BEGIN Records to process

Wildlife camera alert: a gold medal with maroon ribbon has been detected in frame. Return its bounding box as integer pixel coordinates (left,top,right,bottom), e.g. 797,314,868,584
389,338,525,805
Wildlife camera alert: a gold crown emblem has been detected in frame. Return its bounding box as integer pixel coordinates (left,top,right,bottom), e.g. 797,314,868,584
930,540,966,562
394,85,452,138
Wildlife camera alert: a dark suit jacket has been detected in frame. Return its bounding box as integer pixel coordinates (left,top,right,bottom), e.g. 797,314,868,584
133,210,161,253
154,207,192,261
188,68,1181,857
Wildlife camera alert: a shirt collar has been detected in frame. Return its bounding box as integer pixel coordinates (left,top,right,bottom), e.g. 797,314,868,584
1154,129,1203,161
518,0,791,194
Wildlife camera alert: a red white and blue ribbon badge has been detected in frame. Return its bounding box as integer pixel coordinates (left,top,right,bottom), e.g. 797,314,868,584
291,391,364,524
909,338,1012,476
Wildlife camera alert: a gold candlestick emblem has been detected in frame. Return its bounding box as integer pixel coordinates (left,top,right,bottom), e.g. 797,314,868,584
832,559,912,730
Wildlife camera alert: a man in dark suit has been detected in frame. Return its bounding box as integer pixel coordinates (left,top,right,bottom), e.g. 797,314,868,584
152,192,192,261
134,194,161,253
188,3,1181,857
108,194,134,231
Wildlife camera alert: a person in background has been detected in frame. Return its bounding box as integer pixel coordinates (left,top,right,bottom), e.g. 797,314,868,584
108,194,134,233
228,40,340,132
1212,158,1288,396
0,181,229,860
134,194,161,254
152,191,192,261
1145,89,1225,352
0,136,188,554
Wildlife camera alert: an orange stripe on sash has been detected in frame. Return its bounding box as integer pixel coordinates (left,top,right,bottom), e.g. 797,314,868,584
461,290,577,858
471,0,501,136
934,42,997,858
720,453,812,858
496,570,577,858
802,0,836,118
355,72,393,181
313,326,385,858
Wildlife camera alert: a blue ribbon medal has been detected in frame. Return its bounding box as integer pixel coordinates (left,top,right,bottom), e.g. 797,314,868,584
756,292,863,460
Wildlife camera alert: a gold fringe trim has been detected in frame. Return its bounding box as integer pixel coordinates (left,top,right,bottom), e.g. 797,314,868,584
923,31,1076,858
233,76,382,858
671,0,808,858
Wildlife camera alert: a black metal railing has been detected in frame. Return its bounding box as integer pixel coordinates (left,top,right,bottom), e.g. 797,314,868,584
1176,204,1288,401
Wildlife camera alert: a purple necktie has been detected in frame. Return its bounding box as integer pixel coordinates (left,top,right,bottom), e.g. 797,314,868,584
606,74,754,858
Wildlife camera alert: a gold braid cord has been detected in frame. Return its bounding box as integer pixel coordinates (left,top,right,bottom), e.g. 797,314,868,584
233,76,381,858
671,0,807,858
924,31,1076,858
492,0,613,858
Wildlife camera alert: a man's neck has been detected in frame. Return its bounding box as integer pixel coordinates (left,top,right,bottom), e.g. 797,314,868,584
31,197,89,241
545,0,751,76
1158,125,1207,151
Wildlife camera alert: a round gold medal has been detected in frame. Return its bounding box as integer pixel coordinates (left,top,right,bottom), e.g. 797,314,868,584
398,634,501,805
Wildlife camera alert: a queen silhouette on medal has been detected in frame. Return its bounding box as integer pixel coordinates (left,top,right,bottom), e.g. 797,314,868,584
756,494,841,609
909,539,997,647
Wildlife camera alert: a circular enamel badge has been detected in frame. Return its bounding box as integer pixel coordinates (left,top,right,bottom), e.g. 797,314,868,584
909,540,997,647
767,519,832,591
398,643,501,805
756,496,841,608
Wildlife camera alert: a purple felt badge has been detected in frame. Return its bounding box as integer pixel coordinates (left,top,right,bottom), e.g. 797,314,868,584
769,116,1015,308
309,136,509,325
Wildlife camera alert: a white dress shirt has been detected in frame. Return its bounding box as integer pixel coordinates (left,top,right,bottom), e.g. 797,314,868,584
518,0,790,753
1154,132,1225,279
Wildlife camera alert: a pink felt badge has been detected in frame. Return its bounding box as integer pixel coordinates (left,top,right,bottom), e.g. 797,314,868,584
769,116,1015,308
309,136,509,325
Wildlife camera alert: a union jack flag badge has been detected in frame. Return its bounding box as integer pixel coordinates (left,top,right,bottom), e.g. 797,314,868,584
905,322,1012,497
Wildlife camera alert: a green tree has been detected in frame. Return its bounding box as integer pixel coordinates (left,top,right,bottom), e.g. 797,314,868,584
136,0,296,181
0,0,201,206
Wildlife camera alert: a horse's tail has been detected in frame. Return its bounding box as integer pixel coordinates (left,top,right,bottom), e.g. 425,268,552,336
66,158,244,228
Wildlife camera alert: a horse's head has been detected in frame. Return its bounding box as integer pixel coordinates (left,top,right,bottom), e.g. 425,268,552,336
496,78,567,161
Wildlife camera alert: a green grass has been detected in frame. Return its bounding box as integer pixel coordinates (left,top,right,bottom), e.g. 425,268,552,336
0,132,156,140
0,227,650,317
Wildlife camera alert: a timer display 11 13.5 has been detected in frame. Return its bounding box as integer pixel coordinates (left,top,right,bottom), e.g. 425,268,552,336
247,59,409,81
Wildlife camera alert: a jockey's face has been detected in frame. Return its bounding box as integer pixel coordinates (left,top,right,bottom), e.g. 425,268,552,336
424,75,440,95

END Records to process

Copy every line above word for word, without changing anything.

§ **Solution for this task**:
Wildlife camera alert: a gold medal with maroon ribbon has been detected in frame. Return its bounding box as integer pixel coordinates (left,top,right,bottom), e.g. 797,314,868,584
389,338,525,805
Wildlife camera alert: a gold crown emblem has been detected in frame. Return its bounding box as integer pixel coordinates (left,top,right,bottom), e.g. 797,314,868,584
930,540,966,562
394,85,452,138
Wildlife camera alert: a dark suit jacket has been detected in frame. Return its bounding box as integer pixel coordinates (left,top,right,bottom), e.g. 797,314,868,584
133,210,161,253
154,207,192,261
188,68,1181,857
Wildlife camera alert: a shirt collar has been detected in frame. Return its bounding box as integer pixel coordinates (left,top,right,bottom), e.g. 797,314,868,584
1154,129,1203,161
518,0,791,194
Wildlife camera alert: a red white and blue ribbon badge has been detected in frame. Return its bounding box as integer pixel coordinates (left,top,right,bottom), e.g. 797,314,868,584
291,391,364,524
909,338,1012,476
Wildlife camera alert: a gold candlestick emblem has been detected in frame. Return its bounding box as integer pixel coordinates (left,top,right,bottom), e.g. 797,314,868,584
832,559,912,730
Wildlife camera alert: a man in dark suit has been detected in frame. Return its bounding box as integer pixel coordinates (left,top,right,bottom), e.g. 797,314,868,584
152,192,192,261
134,194,161,253
188,3,1181,857
108,194,134,231
Wildlife camera alert: a person in background has been detected in frame. Return its bounding box as integer pixel coordinates (left,top,right,bottom), e.g. 797,314,868,584
108,194,134,233
228,40,340,132
1212,158,1288,396
0,181,229,860
134,194,161,254
152,191,192,261
1145,89,1225,352
0,136,188,554
Wildlife camera alert: an orange stripe on sash has been detected in frame. Return its bounding box as integer pixel coordinates (left,top,right,bottom), e.g. 797,314,868,584
461,290,577,858
471,0,501,136
934,42,997,858
720,453,812,858
496,570,577,858
802,0,836,118
355,72,393,181
313,326,385,858
Wildlife camera alert: a blue ribbon medal has been detected in frame. Return its bounding box as integer pixel coordinates (left,top,right,bottom), e.g. 797,314,868,584
756,292,863,460
Wildlife camera alert: a gold fringe trim has been detected in frame. Return its bounding box as integer pixel coordinates (left,top,right,bottom), e.g. 797,314,868,584
923,31,1076,858
233,76,382,858
671,0,808,858
Wildlife camera alert: a black metal railing has been detected in frame. Return its bounding box as integer pixel coordinates (left,top,right,bottom), e.g. 797,314,868,584
1176,204,1288,401
Wildlife camera alert: a purple necktie has been detected in frame. Return its bounding box as integer pixel coordinates (left,top,right,bottom), e.g. 797,314,868,584
606,74,754,858
Wildlife camera alert: a gold braid cord has been detected in frame. Return its bounding box as integer pixel coordinates (left,top,right,bottom), e.g. 797,314,868,584
233,76,381,858
671,0,807,858
924,31,1076,858
492,0,613,858
Wildlife camera alert: a man's neck has been detected in frame. Return its bounding box as integer pixel coordinates (left,top,right,bottom), e.g. 797,314,868,584
31,197,89,241
545,0,751,76
1158,125,1207,151
Wildlife camera alert: a round gold medal has been detected in frame. Return its bounding box as integer pixel coordinates (left,top,right,bottom), e.g. 797,314,868,584
398,634,501,805
Wildlife camera alert: a queen silhouette on medal has been detected in frame. Return its bounding box as integer pixel coordinates (left,top,right,bottom), e.g. 797,314,868,584
756,494,841,609
909,539,997,647
Wildlife camera alert: a circular enamel badge has been detected in frame. Return its bounding box as integer pixel coordinates (left,top,right,bottom), e.g. 797,314,868,584
909,540,997,647
767,519,832,591
398,643,501,805
756,496,841,608
Wildlife camera alert: a purple felt badge has been detected in frame. Return its bounding box as integer pixel coordinates (left,top,right,bottom), e.g. 797,314,868,584
769,116,1015,308
309,136,509,325
Wildlife camera alert: a white dress shirt has been detected in frame. Return its bounding box as integer pixel coordinates (left,top,right,bottom), e.g. 797,314,868,584
518,0,790,753
1154,132,1225,279
Wildlife camera alert: a pink felt badge has been detected in frame. Return its bounding box as integer pixel coordinates (left,top,right,bottom), e.g. 797,314,868,584
769,116,1015,308
309,136,509,325
Wildlife camera alert: a union jack flag badge has been detected in frame. Return its bounding box as integer pixel coordinates (left,top,right,bottom), e.g. 797,314,868,584
905,322,1012,497
Wildlife camera alert: a green tree has been detected in frame. Return its bounding box as integer pixel coordinates (left,top,right,bottom), e.g. 797,314,868,584
136,0,296,181
0,0,201,206
Wildlife camera alert: a horse's tail has been detected in frame. Return its bounding box as integer pixel coordinates (left,top,right,bottom), e.g. 425,268,552,336
66,158,244,228
Wildlife camera alert: a horse's head has been detected in frame. Return its bounding box as integer pixel coordinates (left,top,right,bottom), e.g. 425,268,552,336
496,78,567,161
Wildlife camera alert: a green grass has been detected in frame. Return its bounding box as integer pixel coordinates (left,top,right,bottom), e.g. 425,268,552,336
0,132,156,140
0,227,650,317
Wildlife camera alert: a timer display 11 13.5 has been detected in frame. Return its bounding box as integer pixel coordinates (left,top,right,bottom), e.g. 425,268,552,336
247,59,409,81
Wildlife camera alert: a jockey's face has been detected in frame. Return its bounding box as integer pixel coordinates (left,top,right,bottom), e.g. 425,268,552,336
424,75,440,95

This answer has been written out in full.